Хранимое в кармане прошение об отставке Зарудный так и не подал. Арестованный одними украинцами, преданный другими украинцами, раздавленный увиденным, с клеймом предателя он бежал от власти - в прямом и переносном смысле. Не имея возможности добраться до своей квартиры на Печерске, он нашел приют у друга - Исаака Пугача. Отсюда его через пять дней вместе с Пугачем и Бочковским русские большевики повели на расстрел…
Если бы он не потребовал для себя ареста - выжил бы, эвакуировавшись с правительством в Житомир. Если бы не вышел из тюрьмы, был бы жив, как его товарищи, оставшиеся в заключении. Если бы…
"Політичні події пішли своєю чергою. Більшовиків вигнали німці, "зрадники" знов працювали в Центр. Раді, комісія всі матеріали "загубила" при подорожі в Житомир.
Справу "арешту десяти" і зради намірялися замяти і замазати. Потерпілі декілька раз нагадували про себе і вимагали пояснень…" - писал в то время автор под псевдонимом "Г-ко". Что-то это напоминает мне сегодня.
* * *
Метафора "самоубийственный поступок" обретает буквальное звучание, если вспомнить, что Олександр Зарудный однажды пытался свести счеты с жизнью.
В 1902 году двенадцатилетним юношей он перевелся из Изюмского реального училища в Императорское училище правоведения. Это было семейной традицией - обучение на юриста. Училище закончил Митрофан Иванович, брат знаменитого Сергея Ивановича Зарудного - корифея судебной реформы в Российской империи (сам корифей, правда, окончил физико-математическое отделение философского факультета Императорского харьковского университета), известный адвокат Александр Сергеевич Зарудный, сын Сергея Ивановича и, соответственно, дядя нашего героя.
В училище принимали только потомственных дворян, так что можно представить себе, какое место занимал бедный малоросс в школьной иерархии детей петербургской аристократии. 15 ноября 1905 года он стрелял в себя. Брат Сергей нашел его в госпитале и… "знайшов його значно спокійнішим. Очі його дивились кудись в далечінь - ніби він чекав чогось від далечини. Тоді скінчилось його дитяче життя…".

● **ЗАПИСИ**
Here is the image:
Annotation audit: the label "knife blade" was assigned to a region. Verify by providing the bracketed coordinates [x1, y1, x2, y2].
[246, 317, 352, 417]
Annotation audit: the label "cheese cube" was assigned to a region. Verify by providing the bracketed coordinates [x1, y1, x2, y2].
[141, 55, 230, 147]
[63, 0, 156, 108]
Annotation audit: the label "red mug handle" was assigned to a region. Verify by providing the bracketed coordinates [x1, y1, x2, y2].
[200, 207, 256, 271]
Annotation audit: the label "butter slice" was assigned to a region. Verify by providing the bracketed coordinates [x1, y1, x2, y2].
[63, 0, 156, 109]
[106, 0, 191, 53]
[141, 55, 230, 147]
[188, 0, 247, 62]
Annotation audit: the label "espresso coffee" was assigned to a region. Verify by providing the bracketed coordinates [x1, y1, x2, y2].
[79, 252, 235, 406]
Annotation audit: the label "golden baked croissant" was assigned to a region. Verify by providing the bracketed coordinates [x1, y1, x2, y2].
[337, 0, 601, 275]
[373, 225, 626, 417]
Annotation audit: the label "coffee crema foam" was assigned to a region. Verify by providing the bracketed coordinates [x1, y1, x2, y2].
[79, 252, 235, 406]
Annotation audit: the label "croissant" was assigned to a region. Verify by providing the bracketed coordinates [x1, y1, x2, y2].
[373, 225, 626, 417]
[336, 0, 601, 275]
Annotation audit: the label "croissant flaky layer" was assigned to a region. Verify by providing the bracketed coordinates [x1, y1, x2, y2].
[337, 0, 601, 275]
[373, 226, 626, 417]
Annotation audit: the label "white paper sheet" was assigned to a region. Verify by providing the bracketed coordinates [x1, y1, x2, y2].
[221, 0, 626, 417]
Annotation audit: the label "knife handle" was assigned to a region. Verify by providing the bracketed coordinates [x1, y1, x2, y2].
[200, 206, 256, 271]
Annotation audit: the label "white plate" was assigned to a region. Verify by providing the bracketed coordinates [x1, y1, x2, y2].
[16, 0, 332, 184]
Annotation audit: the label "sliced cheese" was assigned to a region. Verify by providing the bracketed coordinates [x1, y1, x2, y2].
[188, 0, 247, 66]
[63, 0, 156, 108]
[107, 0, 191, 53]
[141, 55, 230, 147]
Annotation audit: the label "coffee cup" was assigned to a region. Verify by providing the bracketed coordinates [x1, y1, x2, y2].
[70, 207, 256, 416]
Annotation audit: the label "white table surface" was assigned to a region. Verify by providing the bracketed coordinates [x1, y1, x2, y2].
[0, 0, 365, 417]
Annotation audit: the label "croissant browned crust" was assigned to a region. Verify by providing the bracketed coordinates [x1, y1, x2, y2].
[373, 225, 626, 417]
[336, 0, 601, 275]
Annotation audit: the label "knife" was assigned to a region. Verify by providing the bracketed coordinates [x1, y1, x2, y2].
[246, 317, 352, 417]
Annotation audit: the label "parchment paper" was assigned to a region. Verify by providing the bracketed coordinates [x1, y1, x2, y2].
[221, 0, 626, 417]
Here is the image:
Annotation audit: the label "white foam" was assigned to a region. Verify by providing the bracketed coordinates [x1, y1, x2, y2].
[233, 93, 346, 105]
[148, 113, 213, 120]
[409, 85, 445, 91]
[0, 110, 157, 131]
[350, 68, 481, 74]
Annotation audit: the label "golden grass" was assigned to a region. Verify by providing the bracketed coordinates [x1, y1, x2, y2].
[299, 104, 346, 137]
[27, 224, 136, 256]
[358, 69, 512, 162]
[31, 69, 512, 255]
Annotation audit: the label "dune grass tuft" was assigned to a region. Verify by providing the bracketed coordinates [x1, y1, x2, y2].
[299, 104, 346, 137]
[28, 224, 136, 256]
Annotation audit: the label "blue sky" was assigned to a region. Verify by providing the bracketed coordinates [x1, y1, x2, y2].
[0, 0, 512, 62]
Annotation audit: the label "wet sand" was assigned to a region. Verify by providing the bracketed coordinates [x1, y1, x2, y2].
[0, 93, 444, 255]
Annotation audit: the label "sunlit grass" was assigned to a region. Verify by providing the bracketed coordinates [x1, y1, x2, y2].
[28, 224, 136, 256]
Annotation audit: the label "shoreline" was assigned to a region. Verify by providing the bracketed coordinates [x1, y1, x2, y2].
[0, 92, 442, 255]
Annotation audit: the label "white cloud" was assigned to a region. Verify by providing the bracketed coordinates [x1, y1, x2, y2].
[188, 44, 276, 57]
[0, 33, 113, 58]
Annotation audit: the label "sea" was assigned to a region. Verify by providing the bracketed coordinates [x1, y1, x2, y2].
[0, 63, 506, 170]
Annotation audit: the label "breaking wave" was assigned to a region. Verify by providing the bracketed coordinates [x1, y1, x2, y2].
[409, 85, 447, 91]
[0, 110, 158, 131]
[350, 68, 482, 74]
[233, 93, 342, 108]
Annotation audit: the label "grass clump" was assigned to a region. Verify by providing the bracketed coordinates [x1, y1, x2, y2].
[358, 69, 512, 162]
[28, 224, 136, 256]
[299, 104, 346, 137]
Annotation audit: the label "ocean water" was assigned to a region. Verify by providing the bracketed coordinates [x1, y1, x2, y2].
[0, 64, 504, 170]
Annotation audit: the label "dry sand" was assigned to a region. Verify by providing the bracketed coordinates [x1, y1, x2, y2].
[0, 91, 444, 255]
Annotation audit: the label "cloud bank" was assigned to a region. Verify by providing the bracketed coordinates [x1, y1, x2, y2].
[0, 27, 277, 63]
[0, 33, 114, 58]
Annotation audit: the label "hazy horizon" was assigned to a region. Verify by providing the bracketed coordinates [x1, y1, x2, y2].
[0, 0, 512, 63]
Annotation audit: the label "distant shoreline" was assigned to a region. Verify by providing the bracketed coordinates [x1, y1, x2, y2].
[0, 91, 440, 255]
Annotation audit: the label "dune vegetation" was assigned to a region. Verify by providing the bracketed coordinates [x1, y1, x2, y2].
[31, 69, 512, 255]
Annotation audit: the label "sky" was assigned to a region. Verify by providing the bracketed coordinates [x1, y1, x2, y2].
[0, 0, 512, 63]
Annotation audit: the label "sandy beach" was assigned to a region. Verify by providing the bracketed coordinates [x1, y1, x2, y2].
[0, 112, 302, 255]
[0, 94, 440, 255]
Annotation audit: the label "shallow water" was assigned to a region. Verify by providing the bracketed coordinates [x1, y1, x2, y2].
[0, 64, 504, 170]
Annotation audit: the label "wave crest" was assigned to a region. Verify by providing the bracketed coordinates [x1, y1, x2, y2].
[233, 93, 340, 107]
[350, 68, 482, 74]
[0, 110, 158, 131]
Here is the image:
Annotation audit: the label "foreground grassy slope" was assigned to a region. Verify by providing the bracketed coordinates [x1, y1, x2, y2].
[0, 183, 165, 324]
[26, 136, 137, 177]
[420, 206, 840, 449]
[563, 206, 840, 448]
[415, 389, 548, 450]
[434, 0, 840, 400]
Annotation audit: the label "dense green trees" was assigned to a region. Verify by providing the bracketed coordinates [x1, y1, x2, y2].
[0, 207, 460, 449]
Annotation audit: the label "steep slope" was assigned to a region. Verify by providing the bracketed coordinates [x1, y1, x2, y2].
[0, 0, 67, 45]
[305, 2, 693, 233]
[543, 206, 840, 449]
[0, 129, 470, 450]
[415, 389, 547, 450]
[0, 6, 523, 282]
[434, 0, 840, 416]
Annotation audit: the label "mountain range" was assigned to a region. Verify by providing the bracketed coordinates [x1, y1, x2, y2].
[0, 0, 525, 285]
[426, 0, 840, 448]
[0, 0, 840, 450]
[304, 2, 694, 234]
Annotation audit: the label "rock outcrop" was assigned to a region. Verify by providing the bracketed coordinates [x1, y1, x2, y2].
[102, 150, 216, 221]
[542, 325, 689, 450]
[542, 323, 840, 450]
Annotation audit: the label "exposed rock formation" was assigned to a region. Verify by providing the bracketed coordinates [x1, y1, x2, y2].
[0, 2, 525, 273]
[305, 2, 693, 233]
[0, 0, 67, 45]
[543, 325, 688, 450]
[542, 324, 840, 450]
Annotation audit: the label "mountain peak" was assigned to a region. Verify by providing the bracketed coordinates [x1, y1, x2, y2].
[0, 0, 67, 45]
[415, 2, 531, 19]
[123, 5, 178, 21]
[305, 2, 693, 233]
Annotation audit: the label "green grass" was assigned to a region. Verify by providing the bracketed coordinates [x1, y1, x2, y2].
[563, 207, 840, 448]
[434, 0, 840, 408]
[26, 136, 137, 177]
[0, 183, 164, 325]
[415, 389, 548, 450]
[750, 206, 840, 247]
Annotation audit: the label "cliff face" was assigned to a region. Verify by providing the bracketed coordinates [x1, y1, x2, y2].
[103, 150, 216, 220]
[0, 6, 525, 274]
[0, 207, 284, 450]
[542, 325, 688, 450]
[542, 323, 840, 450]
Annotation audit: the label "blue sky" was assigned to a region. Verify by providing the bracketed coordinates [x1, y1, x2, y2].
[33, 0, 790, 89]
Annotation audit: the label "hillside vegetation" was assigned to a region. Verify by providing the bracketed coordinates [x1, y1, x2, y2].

● **ЧТО ТРЕБУЕТСЯ СДЕЛАТЬ**
1. Воспроизведите дословно часть отрывка о Зарудном между словами «В 1902 году» и «дядя нашего героя.» включительно.
2. У кого, согласно отрывку о Зарудном, он нашел приют, не имея возможности добраться до своей квартиры на Печерске?
3. Изложите суть отрывка о Зарудном в двух предложениях.
Записи являются самостоятельным материалом и с отрывком не связаны.

● **ОТВЕТЫ К УПРАЖНЕНИЮ**
1.
В 1902 году двенадцатилетним юношей он перевелся из Изюмского реального училища в Императорское училище правоведения. Это было семейной традицией - обучение на юриста. Училище закончил Митрофан Иванович, брат знаменитого Сергея Ивановича Зарудного - корифея судебной реформы в Российской империи (сам корифей, правда, окончил физико-математическое отделение философского факультета Императорского харьковского университета), известный адвокат Александр Сергеевич Зарудный, сын Сергея Ивановича и, соответственно, дядя нашего героя.

2. У своего друга Исаака Пугача.

3. Так и не подав прошения об отставке, Олександр Зарудный нашел приют у друга Исаака Пугача, откуда через пять дней русские большевики повели его вместе с Пугачем и Бочковским на расстрел. Ранее, в 1902 году, он перевелся в Императорское училище правоведения, куда принимали только потомственных дворян, а 15 ноября 1905 года стрелял в себя.